%%

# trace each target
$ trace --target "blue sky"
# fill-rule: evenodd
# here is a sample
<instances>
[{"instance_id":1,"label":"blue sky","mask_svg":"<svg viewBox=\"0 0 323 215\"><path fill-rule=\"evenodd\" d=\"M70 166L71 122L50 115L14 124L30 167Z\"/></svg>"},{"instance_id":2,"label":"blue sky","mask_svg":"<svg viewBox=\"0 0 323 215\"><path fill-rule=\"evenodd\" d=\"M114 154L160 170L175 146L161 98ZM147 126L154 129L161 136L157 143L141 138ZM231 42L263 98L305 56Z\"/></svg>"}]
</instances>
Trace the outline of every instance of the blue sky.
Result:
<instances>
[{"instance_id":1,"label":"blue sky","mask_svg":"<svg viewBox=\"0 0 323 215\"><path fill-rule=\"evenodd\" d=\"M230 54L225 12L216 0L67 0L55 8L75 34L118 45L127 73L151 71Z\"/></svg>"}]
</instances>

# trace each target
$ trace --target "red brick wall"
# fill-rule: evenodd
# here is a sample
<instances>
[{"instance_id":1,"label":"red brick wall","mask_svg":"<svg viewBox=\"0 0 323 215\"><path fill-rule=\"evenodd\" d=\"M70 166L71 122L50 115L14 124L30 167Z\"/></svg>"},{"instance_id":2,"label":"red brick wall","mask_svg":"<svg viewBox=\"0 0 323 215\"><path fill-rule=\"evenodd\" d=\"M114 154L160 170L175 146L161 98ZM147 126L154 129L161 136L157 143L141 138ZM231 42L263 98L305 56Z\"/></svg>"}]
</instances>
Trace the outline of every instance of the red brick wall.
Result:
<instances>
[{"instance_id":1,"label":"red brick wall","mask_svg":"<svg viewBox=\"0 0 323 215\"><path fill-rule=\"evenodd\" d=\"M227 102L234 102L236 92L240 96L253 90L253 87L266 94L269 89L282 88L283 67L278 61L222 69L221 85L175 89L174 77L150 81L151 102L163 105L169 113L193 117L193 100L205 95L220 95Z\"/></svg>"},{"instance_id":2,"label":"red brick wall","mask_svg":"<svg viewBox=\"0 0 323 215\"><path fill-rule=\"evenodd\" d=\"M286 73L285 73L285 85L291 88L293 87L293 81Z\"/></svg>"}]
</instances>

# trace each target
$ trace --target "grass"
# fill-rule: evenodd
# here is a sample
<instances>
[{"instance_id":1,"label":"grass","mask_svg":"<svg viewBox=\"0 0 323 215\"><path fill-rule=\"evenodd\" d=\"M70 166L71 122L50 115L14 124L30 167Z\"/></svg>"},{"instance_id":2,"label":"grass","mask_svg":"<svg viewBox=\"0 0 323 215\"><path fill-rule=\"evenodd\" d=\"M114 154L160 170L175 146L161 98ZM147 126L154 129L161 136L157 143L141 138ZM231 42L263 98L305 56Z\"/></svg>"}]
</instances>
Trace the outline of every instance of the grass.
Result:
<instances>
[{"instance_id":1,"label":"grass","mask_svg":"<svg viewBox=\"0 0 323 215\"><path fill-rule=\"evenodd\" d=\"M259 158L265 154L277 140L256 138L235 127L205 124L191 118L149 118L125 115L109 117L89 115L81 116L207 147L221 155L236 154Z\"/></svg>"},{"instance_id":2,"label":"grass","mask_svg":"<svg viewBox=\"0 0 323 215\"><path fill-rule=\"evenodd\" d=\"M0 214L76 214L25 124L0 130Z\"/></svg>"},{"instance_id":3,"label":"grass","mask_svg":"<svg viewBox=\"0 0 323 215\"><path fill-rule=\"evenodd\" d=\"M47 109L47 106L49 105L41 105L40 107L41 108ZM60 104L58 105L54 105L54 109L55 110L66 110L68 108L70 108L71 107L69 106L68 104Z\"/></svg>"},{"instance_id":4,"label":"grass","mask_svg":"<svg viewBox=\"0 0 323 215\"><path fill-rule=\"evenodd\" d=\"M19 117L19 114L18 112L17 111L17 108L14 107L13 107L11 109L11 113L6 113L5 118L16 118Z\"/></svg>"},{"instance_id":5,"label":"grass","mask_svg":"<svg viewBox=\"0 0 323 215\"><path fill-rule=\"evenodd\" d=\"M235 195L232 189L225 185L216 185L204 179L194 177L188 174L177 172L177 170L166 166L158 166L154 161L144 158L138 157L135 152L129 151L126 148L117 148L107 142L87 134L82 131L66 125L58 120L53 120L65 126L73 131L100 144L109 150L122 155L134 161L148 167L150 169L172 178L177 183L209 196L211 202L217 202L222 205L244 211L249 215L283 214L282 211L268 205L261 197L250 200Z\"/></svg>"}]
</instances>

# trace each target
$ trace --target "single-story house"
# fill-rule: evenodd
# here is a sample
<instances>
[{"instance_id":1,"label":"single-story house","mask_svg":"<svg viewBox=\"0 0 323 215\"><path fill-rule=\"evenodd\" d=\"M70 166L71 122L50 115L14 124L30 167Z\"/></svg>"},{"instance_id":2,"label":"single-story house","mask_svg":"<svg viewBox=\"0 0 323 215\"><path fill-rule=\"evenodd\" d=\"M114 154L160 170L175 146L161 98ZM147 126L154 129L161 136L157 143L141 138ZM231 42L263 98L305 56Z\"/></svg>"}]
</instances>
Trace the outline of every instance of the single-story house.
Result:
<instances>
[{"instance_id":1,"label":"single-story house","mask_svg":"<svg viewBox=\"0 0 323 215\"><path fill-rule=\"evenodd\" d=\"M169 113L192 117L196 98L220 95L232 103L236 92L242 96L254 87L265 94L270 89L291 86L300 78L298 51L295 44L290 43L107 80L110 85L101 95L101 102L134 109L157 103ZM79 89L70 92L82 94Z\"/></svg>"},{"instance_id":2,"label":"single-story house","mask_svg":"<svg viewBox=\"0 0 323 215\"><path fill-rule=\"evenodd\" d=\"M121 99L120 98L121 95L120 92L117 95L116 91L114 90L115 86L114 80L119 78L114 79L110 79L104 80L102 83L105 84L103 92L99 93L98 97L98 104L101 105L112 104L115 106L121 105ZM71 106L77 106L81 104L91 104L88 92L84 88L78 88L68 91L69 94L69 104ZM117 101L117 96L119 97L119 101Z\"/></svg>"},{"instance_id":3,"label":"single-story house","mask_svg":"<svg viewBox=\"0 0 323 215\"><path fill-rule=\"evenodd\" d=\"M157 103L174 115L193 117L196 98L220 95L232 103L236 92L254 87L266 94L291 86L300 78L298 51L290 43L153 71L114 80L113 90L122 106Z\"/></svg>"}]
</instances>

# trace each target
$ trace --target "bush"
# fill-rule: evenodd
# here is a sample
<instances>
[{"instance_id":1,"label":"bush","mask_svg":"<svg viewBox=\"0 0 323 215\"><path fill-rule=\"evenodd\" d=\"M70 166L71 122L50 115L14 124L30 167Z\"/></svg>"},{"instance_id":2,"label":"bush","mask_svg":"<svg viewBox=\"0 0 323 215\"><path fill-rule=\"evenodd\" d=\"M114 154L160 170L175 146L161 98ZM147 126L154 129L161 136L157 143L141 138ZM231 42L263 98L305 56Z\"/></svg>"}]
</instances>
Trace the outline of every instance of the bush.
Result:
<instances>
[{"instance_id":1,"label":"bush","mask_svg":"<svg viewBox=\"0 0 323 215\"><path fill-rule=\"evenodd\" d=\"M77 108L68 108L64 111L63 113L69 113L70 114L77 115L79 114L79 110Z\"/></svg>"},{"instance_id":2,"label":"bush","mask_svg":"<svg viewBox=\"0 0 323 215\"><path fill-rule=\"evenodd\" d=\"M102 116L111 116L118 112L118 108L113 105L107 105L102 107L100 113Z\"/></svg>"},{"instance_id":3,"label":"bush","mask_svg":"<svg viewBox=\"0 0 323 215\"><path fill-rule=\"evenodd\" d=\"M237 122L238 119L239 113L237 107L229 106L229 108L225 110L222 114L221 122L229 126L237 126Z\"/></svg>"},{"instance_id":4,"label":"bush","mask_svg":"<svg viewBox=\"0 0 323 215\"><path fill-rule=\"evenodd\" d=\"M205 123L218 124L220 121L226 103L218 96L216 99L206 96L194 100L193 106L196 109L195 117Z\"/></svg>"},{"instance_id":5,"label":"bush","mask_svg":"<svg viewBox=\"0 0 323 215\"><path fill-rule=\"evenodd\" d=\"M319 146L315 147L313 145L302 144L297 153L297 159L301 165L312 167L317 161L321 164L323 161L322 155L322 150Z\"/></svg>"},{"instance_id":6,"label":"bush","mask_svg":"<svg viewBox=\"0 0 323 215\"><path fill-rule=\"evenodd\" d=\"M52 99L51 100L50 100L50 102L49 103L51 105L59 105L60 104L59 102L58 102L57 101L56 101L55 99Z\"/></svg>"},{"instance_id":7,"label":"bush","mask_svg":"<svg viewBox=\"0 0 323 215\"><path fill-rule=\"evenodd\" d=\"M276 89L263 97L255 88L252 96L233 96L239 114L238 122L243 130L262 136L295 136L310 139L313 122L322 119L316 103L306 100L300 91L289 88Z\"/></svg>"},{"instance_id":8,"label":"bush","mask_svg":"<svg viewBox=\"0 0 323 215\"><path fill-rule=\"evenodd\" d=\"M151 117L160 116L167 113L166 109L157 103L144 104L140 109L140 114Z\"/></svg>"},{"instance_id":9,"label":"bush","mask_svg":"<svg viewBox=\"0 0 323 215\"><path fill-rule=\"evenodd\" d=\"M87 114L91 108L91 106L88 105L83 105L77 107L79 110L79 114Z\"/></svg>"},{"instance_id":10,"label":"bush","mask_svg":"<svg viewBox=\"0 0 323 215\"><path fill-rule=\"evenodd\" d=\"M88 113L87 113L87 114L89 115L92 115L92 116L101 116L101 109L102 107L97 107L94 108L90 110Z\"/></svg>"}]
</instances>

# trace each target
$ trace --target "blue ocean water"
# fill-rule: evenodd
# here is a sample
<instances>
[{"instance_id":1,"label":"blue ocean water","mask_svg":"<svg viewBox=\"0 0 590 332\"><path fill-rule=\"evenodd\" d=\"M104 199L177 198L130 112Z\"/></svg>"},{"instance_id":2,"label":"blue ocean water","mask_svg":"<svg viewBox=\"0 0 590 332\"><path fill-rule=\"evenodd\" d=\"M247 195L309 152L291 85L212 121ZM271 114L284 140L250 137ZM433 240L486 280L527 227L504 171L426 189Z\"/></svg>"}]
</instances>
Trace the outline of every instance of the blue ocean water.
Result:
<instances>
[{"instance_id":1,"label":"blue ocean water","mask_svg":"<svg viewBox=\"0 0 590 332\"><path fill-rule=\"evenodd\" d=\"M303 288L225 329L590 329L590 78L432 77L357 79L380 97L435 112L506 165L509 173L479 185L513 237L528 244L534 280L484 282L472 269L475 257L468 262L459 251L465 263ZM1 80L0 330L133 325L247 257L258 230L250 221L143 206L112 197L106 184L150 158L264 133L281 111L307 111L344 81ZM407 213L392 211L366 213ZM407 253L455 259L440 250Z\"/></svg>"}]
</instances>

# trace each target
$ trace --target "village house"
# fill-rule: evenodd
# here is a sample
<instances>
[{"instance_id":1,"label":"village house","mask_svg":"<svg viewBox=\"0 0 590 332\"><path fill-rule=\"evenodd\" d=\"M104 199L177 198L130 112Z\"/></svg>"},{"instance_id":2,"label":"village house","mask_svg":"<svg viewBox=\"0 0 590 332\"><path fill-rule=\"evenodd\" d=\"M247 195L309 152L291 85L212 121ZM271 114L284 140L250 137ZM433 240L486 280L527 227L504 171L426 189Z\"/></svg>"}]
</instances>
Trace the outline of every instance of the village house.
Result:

%%

Tally the lines in the rows above that contain the string "wall", treating uppercase and lowercase as different, and reply with only that number.

- TASK SOLUTION:
4